> REQUIREMENTS: Reproduce each line exactly, including spacing and punctuation.
* START *
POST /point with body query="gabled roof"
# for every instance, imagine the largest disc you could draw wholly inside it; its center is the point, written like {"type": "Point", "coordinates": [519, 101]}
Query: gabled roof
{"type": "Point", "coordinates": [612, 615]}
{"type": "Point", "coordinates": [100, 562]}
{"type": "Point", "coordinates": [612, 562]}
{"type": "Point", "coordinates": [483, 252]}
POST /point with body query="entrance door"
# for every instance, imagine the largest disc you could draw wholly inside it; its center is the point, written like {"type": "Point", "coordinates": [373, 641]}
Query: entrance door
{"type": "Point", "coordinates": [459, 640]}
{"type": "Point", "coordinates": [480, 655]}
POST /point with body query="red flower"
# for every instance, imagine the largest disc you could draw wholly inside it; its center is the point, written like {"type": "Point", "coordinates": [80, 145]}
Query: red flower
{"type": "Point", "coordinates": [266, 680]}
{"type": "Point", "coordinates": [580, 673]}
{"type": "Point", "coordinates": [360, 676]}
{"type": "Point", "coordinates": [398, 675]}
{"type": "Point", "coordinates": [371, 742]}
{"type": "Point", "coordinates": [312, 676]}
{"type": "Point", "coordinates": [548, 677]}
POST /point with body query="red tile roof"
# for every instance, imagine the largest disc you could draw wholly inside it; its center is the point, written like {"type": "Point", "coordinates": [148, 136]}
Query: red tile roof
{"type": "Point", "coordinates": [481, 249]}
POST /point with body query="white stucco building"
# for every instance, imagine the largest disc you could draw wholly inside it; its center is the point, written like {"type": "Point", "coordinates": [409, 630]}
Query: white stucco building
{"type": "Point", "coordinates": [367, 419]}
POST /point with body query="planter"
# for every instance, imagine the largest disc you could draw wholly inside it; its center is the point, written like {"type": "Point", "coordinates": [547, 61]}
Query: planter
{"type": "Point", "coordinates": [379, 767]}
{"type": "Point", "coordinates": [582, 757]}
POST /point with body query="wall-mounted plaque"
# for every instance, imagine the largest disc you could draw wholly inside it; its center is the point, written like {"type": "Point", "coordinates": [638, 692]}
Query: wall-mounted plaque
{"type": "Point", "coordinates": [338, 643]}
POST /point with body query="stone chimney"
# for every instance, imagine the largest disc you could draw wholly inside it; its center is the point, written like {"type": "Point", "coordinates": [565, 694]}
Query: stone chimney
* END *
> COMPLETE RESPONSE:
POST /point with body query="gabled roof"
# for every instance, imagine the largest disc you could draw wholly inside it; its center is the point, written like {"type": "Point", "coordinates": [519, 101]}
Query: gabled roof
{"type": "Point", "coordinates": [612, 615]}
{"type": "Point", "coordinates": [100, 562]}
{"type": "Point", "coordinates": [612, 562]}
{"type": "Point", "coordinates": [483, 252]}
POST /point with body query="entrance door"
# for every instance, imagine the largest disc you could draw wholly inside it; its center is the point, written like {"type": "Point", "coordinates": [373, 641]}
Query: entrance door
{"type": "Point", "coordinates": [459, 640]}
{"type": "Point", "coordinates": [480, 655]}
POST /point with body query="red flower"
# for every instance, imagine the largest disc you could draw wholly inside it; its center is the point, written like {"type": "Point", "coordinates": [80, 145]}
Query: red flower
{"type": "Point", "coordinates": [266, 680]}
{"type": "Point", "coordinates": [580, 673]}
{"type": "Point", "coordinates": [360, 676]}
{"type": "Point", "coordinates": [398, 675]}
{"type": "Point", "coordinates": [371, 742]}
{"type": "Point", "coordinates": [312, 676]}
{"type": "Point", "coordinates": [548, 677]}
POST /point with body query="red tile roof"
# for every instance, imagine the largest disc you could draw wholly inside it; its center is the point, written like {"type": "Point", "coordinates": [148, 136]}
Query: red tile roof
{"type": "Point", "coordinates": [481, 249]}
POST /point with body query="white stucco building"
# for every instance, imagine the largest disc you could draw wholly inside it; its center is the point, written like {"type": "Point", "coordinates": [409, 630]}
Query: white stucco building
{"type": "Point", "coordinates": [367, 419]}
POST /point with body query="planter"
# for every instance, imagine the largest disc you could draw wholly inside it; its center is the point, written like {"type": "Point", "coordinates": [547, 61]}
Query: planter
{"type": "Point", "coordinates": [379, 767]}
{"type": "Point", "coordinates": [582, 757]}
POST /point with body query="wall-mounted plaque"
# for every instance, imagine the largest disc you could draw wholly inside it; its center is the point, written like {"type": "Point", "coordinates": [638, 692]}
Query: wall-mounted plaque
{"type": "Point", "coordinates": [338, 643]}
POST /point with body query="stone chimney"
# for every instance, imagine the largest disc you could draw wholly inside it; its center is the point, written like {"type": "Point", "coordinates": [565, 694]}
Query: stone chimney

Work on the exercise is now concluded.